● Goal of the exercise
Provide an exact repetition of every entry, with no word altered.

==========

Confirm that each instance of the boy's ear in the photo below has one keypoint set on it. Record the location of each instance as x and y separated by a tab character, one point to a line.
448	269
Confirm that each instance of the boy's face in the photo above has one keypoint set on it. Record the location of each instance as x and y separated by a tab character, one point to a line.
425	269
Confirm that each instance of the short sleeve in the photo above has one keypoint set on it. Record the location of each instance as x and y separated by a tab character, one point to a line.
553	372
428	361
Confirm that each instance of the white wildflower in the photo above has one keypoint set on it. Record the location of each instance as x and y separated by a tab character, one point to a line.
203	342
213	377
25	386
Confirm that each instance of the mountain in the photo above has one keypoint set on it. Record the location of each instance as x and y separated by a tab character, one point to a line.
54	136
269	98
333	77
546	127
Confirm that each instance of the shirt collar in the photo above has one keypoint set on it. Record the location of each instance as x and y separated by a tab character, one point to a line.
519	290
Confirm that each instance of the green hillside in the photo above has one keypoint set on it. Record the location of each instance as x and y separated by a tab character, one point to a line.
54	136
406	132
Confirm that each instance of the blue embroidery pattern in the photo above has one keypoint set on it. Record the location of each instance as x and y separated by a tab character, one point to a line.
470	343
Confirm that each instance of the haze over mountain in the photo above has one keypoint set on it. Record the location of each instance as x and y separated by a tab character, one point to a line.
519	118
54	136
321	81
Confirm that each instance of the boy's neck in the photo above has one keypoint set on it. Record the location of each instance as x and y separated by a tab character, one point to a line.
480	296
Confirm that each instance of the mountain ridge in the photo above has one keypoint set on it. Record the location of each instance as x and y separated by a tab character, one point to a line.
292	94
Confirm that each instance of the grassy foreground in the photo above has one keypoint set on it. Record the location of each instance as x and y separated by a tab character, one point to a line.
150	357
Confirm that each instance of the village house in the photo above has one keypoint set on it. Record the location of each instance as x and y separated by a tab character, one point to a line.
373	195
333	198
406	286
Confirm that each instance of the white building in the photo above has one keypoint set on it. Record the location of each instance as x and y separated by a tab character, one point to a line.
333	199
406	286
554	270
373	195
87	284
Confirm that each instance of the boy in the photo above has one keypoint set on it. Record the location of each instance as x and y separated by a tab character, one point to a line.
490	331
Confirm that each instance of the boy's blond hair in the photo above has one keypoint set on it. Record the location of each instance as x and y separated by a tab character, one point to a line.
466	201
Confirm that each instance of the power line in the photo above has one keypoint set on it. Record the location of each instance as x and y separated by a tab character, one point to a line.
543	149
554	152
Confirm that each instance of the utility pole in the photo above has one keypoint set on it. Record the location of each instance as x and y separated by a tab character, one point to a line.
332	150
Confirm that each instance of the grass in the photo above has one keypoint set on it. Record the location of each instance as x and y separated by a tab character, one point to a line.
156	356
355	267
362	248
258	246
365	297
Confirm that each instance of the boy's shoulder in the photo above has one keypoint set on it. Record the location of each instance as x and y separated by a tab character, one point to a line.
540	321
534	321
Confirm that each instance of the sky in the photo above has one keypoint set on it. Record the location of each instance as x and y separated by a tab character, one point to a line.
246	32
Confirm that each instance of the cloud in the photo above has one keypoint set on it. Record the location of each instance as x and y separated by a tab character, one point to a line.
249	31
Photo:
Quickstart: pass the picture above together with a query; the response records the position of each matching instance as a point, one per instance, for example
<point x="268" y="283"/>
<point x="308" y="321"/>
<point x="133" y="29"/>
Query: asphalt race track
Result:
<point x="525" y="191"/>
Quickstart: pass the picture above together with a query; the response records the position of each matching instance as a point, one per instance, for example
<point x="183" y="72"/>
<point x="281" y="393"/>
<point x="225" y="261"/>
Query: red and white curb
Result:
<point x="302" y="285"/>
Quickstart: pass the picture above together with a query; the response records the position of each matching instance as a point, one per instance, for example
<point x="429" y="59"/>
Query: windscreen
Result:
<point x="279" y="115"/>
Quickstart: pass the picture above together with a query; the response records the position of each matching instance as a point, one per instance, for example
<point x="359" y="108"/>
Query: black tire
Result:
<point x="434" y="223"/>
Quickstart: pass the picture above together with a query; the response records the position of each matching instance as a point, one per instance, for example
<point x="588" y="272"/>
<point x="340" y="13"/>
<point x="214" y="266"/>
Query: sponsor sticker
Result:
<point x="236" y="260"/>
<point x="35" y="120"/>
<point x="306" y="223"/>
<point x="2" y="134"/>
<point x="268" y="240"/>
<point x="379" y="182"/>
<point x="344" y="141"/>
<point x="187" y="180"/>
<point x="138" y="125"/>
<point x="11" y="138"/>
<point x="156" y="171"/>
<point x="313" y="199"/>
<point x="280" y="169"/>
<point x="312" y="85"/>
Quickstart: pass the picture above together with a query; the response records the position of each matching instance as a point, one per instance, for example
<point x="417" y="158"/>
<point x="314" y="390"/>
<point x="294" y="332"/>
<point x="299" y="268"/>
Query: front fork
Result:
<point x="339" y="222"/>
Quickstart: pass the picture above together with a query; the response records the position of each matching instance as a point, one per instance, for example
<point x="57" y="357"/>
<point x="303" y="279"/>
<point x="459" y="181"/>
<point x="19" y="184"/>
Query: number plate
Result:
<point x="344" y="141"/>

==========

● Solved exercise
Confirm that each instance of the boy's ear in the photo below has one keypoint set on it. Record the location of each instance as x and y separated by a tab character, one point to a line.
448	269
Confirm that each instance of the boy's face in the photo above has one keypoint set on it. Record the location of each instance as x and y separated by a tab character, one point to a line.
425	269
Confirm that each instance of the short sleeve in the photo above has one keypoint set on it. Record the location of each instance as x and y separated by a tab character, one point to a line.
553	372
428	361
Confirm that each instance of the white wildflower in the photo above has one keypoint set on it. Record the location of each instance as x and y separated by a tab character, one point to a line.
203	342
213	377
25	386
Confirm that each instance of the mountain in the photo above has one keypoint set on it. Record the location of each instance as x and y separated by a tab character, one point to a line.
54	136
269	98
333	77
546	127
Confirm that each instance of the shirt collar in the photo above has one keypoint set on it. Record the location of each instance as x and y separated by a tab character, one point to a line.
519	290
Confirm that each instance of the green hillside in the photo above has one keypoint set on it. Record the location of each instance as x and y separated by a tab character, one point to a line.
54	136
406	132
Confirm that each instance of the blue embroidery pattern in the photo above has one keypoint set on it. Record the location of each instance as x and y separated by a tab character, one point to a line.
470	343
Confirm that each instance of the haze over mountain in the photo above has one keypoint set on it. Record the location of each instance as x and y separated by a tab character, one point to a line.
519	118
54	136
321	81
Confirm that each instance of the boy's neck in the photo above has one keypoint set on it. Record the location of each instance as x and y separated by a tab character, one point to a line.
480	296
Confirm that each instance of the mountain ridge in the photo above has one keypoint set on it. Record the location of each instance as x and y separated by a tab character, one point to a line.
292	94
Confirm that each instance of the grassy foreground in the photo above has one keypoint set on it. Record the location of each instance as x and y separated by a tab character, one point to a line.
150	357
Confirm that each instance of the village house in the photo above has one keypoint set on it. Record the location of each instance as x and y separated by a tab character, one point to a line.
373	195
333	198
406	286
Confirm that each instance of the white building in the photo above has one keypoint set on it. Record the location of each instance as x and y separated by a tab character, one point to a line.
333	199
406	286
554	270
373	195
87	284
Confirm that each instance of the boy in the photo above has one keypoint set on it. Record the location of each instance as x and y separated by a tab character, one point to a line.
490	331
Confirm that each instance of the boy's blond hair in the photo above has one keypoint set on it. Record the location of each instance as x and y separated by a tab character, one point to a line.
466	201
Confirm that each instance of the power line in the photo above has one keypoint set on it. Record the location of each instance as x and y separated by a tab character, one point to a line.
543	149
554	152
Confirm that each instance of the utility pole in the photo above has one keypoint set on it. Record the location of each instance as x and y separated by a tab character, one point to a line.
332	150
Confirm that each instance of the grass in the photo above has one keypoint set on it. Record the location of each instance as x and y separated by a tab character, one point to a line.
156	356
355	267
362	248
258	246
365	297
Confirm that each instance of the boy's shoulder in the photo above has one keypoint set on it. Record the location of each instance as x and y separated by a tab character, one point to a line.
540	321
534	321
Confirm that each instance of the sky in the photo above has one keypoint set on it. Record the location of each instance as x and y separated by a tab character, one point to a line.
246	32
Confirm that each instance of the cloud in the photo above has one keypoint set on it. Record the location of each instance as x and y separated by a tab character, one point to a line.
249	31
Photo:
Quickstart: pass the picture above together with a query; the response records the position of each matching instance as a point, one per instance, for example
<point x="268" y="283"/>
<point x="308" y="321"/>
<point x="133" y="29"/>
Query: asphalt race track
Result:
<point x="525" y="191"/>
Quickstart: pass the picture above together with a query; the response records the position of each matching instance as a point, one per instance, for example
<point x="183" y="72"/>
<point x="281" y="393"/>
<point x="225" y="261"/>
Query: red and white curb
Result:
<point x="302" y="285"/>
Quickstart: pass the picture above together with a query; the response records the position of each matching instance as a point, one per instance, for example
<point x="429" y="59"/>
Query: windscreen
Result:
<point x="279" y="115"/>
Quickstart: pass the picture above together with a query; the response records the position of each matching instance as a point, one per instance, for example
<point x="359" y="108"/>
Query: black tire
Result:
<point x="434" y="223"/>
Quickstart: pass the picture above together with a query; the response records the position of each matching instance as a point, one per instance, for example
<point x="588" y="272"/>
<point x="340" y="13"/>
<point x="214" y="266"/>
Query: sponsor sticker
Result:
<point x="236" y="260"/>
<point x="35" y="120"/>
<point x="306" y="223"/>
<point x="2" y="134"/>
<point x="268" y="240"/>
<point x="379" y="182"/>
<point x="344" y="141"/>
<point x="187" y="180"/>
<point x="138" y="125"/>
<point x="11" y="138"/>
<point x="156" y="171"/>
<point x="313" y="199"/>
<point x="280" y="169"/>
<point x="312" y="85"/>
Quickstart: pass the picture above together with a query; the response records the position of each matching instance as a point, one per instance, for example
<point x="417" y="158"/>
<point x="314" y="390"/>
<point x="294" y="332"/>
<point x="299" y="268"/>
Query: front fork
Result:
<point x="339" y="222"/>
Quickstart: pass the picture above together with a query; the response records the position of each matching instance as a point, one per instance, for example
<point x="57" y="357"/>
<point x="303" y="279"/>
<point x="459" y="181"/>
<point x="19" y="184"/>
Query: number plate
Result:
<point x="344" y="141"/>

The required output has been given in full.